Saved entries:
<<<<

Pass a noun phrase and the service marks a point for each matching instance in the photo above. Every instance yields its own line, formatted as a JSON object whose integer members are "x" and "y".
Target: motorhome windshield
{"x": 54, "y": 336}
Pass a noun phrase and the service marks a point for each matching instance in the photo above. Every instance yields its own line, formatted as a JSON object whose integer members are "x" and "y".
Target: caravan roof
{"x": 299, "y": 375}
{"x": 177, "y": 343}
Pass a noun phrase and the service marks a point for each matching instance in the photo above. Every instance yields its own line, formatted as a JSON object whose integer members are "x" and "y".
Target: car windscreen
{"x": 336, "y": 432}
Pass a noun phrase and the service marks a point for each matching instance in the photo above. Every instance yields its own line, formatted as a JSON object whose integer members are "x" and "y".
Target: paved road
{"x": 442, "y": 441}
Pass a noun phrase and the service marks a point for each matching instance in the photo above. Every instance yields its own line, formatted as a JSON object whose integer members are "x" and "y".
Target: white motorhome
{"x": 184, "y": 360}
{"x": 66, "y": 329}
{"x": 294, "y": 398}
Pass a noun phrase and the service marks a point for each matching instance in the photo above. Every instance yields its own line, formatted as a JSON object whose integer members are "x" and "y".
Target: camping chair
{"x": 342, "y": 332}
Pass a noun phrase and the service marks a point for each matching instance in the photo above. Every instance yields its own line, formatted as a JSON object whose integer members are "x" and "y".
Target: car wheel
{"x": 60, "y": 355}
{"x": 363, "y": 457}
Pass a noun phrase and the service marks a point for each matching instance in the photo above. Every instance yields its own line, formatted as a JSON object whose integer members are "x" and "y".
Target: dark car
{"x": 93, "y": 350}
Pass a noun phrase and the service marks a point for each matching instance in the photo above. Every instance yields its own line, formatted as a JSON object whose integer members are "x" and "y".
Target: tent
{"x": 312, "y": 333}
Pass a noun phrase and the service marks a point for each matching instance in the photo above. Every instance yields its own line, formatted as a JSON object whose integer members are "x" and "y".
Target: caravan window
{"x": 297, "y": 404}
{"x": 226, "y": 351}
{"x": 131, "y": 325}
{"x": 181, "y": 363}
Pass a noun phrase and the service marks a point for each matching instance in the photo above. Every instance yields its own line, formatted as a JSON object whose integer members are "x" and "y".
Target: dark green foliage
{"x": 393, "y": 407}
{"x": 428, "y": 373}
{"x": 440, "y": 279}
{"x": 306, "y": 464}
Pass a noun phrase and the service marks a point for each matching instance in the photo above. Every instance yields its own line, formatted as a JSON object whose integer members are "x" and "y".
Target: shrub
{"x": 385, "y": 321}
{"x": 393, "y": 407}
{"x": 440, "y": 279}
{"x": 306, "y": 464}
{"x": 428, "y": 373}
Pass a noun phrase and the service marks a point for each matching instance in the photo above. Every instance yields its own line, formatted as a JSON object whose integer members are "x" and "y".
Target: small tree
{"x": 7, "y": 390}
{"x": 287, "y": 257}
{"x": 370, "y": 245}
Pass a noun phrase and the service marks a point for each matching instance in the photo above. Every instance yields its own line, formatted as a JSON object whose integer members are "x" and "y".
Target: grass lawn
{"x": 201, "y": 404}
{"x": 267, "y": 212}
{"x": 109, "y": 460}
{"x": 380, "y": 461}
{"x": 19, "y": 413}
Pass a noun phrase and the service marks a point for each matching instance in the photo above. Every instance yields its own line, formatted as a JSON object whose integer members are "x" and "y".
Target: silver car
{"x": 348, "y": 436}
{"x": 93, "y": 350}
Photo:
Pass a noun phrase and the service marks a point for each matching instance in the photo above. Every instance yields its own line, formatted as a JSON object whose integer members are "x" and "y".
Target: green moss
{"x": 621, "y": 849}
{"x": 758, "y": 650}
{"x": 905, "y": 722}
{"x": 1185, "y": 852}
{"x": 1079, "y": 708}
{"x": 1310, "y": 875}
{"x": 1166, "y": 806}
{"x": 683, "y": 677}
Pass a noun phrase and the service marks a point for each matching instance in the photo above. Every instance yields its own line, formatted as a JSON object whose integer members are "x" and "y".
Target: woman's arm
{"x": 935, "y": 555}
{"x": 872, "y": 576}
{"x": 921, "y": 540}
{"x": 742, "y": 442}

>>>>

TASK BRIEF >>
Repeat every record above. Each one must match exactly.

SOLUTION TO THIS EXERCISE >>
Pass a noun phrase and the service marks a point for each matching instance in the photo above. Every instance yields its own line, formatted as a JSON object whose integer members are "x" and "y".
Target: motorhome windshield
{"x": 54, "y": 336}
Pass a noun phrase and the service marks a point for each matching instance in the photo above. Every instance yields its own line, formatted as a JSON object whose integer members are "x" and "y".
Target: caravan roof
{"x": 299, "y": 375}
{"x": 177, "y": 343}
Pass a noun phrase and the service marks a point for each matching instance in the photo above. Every instance yields its own line, formatted as a JSON object whose integer members are "x" and "y".
Target: car windscreen
{"x": 336, "y": 432}
Pass a noun phrase and the service marks a point for each matching instance in the photo above. Every instance yields its own line, formatted as a JSON object whose integer members are "x" and "y".
Target: paved road
{"x": 442, "y": 441}
Pass a noun phrase and the service marks a point for each matching instance in the photo above. Every instance yields its own line, formatted as a JSON object whose integer members are "x" and "y".
Target: white motorhome
{"x": 184, "y": 360}
{"x": 66, "y": 329}
{"x": 294, "y": 398}
Pass a noun phrase and the service marks a point for each matching instance in the photo above. Every instance yields its own line, formatted as a JSON object whose integer members are "x" and "y".
Target: camping chair
{"x": 342, "y": 332}
Pass a noun phrase and the service marks a point for each matching instance in the photo above. Every instance yields its own line, formatted as a JSON object whose integer members are "x" and "y".
Target: car wheel
{"x": 60, "y": 355}
{"x": 363, "y": 457}
Pass a noun phrase and the service marks a point for each matching instance in the photo above. Every instance yields its own line, formatted as a JSON object whose integer members are "x" and "y".
Target: dark car
{"x": 93, "y": 350}
Pass a noun phrase and the service marks a point for each matching instance in the photo above. Every instance yields its own line, formatted as a JSON object whose integer members are "x" and "y".
Target: tent
{"x": 312, "y": 333}
Pass a noun phrase and the service marks a point for each matching instance in the photo above. Every instance yields its own line, formatted as a JSON object whose integer members are "x" and "y".
Target: caravan window
{"x": 297, "y": 404}
{"x": 226, "y": 351}
{"x": 131, "y": 325}
{"x": 181, "y": 363}
Pass a noun phrase and the service marks a point for each matching instance in the photo above. Every instance yields its own line, formatted as a JSON object whose integer members are "x" and "y".
Target: dark green foliage
{"x": 393, "y": 407}
{"x": 428, "y": 373}
{"x": 440, "y": 279}
{"x": 306, "y": 464}
Pass a noun phrase and the service marks a point for each matching instance in the photo above. Every instance yields its own line, formatted as a JSON object whose integer members are "x" and "y".
Target: shrub
{"x": 385, "y": 321}
{"x": 393, "y": 407}
{"x": 440, "y": 279}
{"x": 306, "y": 464}
{"x": 428, "y": 373}
Pass a noun phrase and the service marks a point for each matching instance in the photo above. Every instance yields its own line, formatted as a JSON object whose integer members are "x" and "y".
Target: small tree
{"x": 7, "y": 390}
{"x": 287, "y": 257}
{"x": 370, "y": 245}
Pass a noun phrase and the service marks a point for each matching instance in the photo above. Every instance yields its own line, formatted as a JSON object whose integer members are "x" and "y".
Target: grass lawn
{"x": 201, "y": 404}
{"x": 267, "y": 212}
{"x": 109, "y": 460}
{"x": 380, "y": 461}
{"x": 19, "y": 413}
Pass a noun phrase and the service marks a point for each matching instance in the photo above. Every instance yields its own line, formatted as a JSON object whose integer members are "x" and "y".
Target: silver car
{"x": 348, "y": 436}
{"x": 93, "y": 350}
Photo:
Pass a noun phrase and the service marks a point for each matching instance in the photo above. Every instance yields its own line, formatted as a JSON object whose integer members are "x" and "y".
Target: green moss
{"x": 621, "y": 849}
{"x": 758, "y": 650}
{"x": 905, "y": 722}
{"x": 1185, "y": 852}
{"x": 1079, "y": 708}
{"x": 1310, "y": 875}
{"x": 1166, "y": 806}
{"x": 683, "y": 677}
Pass a noun phrase and the service marks a point for each matching instance in the photo above. Every instance yields its own line, formatted as a JSON object whose integer members are "x" and "y".
Target: woman's arm
{"x": 935, "y": 555}
{"x": 872, "y": 576}
{"x": 921, "y": 540}
{"x": 742, "y": 442}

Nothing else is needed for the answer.